### Document segment:
-- -- --

The CAN bus 30 allows the vehicle actuator control module 20, the
user identification module 26, and the wireless communication
module 28 to communicate with each other without a host computer.
In other words, the vehicle actuator control module 20, the user
identification module 26, and the wireless communication module 28
communicate with each other through the CAN bus 30. The vehicle 12
may also include one or more sensors (not shown) that communicate
with the vehicle actuator control module 20, the user
identification module 26, and/or the wireless communication module
28 through the CAN bus 30. The sensors may include an engine speed
sensor, a vehicle speed sensor, a transmission gear selector
position sensor, an intake air temperature sensor, and/or an engine
coolant temperature sensor.
A rigid mounting bracket (not shown) and/or a barcode 35 may be
attached to the vehicle 12 using, for example, fasteners and/or
adhesive. The mounting bracket may be used to rigidly mount the
mobile device 14 in the vehicle 12. The mounting bracket may be
attached to an instrument panel (not shown) of the vehicle 12, a
center console (not shown) of the vehicle 12, or another component
of the vehicle 12 in the vicinity of the driver so that the mobile
device 14 is within view of the driver when the mobile device 14 is
mounted to the vehicle 12. The mounting bracket may include
flexible tabs that spread apart as the mobile device 14 is inserted
into the mounting bracket and snap back to their relaxed state to
secure the mobile device 14 when the mobile device 14 is fully
inserted into the mounting bracket.
The barcode 35 may be used to identify the vehicle 12. The barcode
35 may be attached to the instrument panel of the vehicle 12, the
center console of the vehicle 12, or another component of the
vehicle 12 in the vicinity of the driver so that the barcode 35 is
within view of the driver. The barcode 35 may be a one-dimensional
barcode or a two-dimension barcode (e.g., a QR code). The barcode
35 may indicate the year, make, model, and/or vehicle
identification number of the vehicle 12. A radio frequency
identification (RFID) tag (not shown) that identifies the vehicle
12 may be attached to the vehicle 12 in addition to or instead of
the barcode 35.

-- -- --

### Entries provided:

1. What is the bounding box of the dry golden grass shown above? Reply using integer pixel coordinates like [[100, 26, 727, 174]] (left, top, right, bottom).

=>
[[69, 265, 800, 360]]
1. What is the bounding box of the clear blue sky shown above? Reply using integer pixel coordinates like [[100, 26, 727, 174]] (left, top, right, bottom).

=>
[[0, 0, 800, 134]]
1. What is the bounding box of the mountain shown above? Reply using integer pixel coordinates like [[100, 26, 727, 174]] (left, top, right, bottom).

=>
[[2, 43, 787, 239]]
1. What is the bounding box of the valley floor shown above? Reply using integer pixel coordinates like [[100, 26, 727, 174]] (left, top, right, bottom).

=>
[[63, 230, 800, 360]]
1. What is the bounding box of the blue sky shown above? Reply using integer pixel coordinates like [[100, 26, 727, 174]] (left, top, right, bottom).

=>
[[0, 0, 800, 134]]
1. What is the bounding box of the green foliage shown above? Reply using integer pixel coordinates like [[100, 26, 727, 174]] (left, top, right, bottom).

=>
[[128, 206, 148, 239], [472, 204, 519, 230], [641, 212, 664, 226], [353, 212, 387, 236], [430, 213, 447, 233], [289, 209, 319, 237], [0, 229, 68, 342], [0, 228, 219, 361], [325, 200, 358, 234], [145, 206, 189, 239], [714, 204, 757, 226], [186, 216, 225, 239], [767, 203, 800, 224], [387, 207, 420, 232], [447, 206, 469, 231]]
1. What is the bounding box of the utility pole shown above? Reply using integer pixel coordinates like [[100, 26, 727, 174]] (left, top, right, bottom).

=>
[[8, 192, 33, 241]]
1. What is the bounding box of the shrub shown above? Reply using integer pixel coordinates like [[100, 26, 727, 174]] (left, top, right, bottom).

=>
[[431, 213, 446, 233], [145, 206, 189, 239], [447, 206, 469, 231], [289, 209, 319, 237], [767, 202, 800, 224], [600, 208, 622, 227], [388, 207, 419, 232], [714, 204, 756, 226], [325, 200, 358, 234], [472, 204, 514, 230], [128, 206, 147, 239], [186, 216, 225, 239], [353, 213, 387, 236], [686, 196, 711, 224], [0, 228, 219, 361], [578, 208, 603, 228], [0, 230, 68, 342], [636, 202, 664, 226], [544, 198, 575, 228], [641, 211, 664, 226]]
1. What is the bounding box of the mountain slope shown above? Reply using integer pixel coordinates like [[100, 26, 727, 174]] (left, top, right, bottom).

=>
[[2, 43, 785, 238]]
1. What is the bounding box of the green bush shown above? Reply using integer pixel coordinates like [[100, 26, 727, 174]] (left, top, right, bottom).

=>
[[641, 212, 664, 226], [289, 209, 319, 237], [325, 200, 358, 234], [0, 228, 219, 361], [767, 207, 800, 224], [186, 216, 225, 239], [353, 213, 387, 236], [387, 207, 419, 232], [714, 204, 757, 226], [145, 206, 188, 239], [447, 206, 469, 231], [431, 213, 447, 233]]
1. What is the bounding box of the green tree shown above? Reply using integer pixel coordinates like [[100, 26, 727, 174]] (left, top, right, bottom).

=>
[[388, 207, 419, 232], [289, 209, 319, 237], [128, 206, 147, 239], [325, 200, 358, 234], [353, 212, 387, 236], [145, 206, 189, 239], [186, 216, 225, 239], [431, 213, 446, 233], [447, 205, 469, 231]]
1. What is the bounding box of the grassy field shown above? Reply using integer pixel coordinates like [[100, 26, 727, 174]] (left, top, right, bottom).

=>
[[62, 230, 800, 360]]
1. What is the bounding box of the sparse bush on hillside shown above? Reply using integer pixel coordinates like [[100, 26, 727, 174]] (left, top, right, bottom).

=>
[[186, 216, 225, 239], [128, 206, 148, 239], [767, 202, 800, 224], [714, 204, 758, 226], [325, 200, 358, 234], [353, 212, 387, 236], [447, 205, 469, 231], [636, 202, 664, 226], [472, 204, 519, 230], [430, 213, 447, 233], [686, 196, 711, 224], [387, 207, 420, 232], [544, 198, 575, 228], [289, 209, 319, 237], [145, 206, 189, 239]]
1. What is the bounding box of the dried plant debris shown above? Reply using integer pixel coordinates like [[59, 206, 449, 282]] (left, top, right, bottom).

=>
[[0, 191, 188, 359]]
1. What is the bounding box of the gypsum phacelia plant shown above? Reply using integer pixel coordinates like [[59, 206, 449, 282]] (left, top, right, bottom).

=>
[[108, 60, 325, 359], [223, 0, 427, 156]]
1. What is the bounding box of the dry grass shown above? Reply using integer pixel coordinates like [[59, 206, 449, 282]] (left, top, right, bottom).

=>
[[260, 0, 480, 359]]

-- -- --

### Exercises to complete:
1 > Render everything in the entries from the line containing "1. What is the bounding box of the grassy" down to the line containing "[[62, 230, 800, 360]]" as a JSON list of strings, one string per line, leaving out blank lines.
2 > Write the next part of the passage on the vehicle modules and barcode, picking up after its last sentence.
The entries are unrelated to the passage about the vehicle modules and barcode.

### Task responses:
1 >
[
  "1. What is the bounding box of the grassy field shown above? Reply using integer pixel coordinates like [[100, 26, 727, 174]] (left, top, right, bottom).",
  "=>",
  "[[62, 230, 800, 360]]"
]

2 >
The mobile device 14 includes the user interface device 22, the UID
control module 24, a global positioning system (GPS) module 36, an
acceleration module 38, a barcode reader 40, a vehicle
identification module 42, a wireless communication module 44, a
data recording module 46, and a data upload module 48. The user
interface device 22 may include an electronic display (e.g., a
touchscreen) that is operable to display text and/or images, and/or
to generate messages in response to user input (e.g., a user
touching the touchscreen). In addition, the user interface device
22 may include a heads-up display (HUD) that is operable to project
text and/or images onto a windshield (not shown) of the vehicle 12.
Further, the user interface device 22 may include one or more
vibrators mounted to, for example, a steering wheel (not shown)
and/or the driver's seat (not shown) to provide haptic feedback to
the driver. Moreover, the user interface device 22 may include a
speaker that is operable to generate a sound or audible message
within the vehicle 12, and/or a microphone that is operable to
receive verbal commands from the user.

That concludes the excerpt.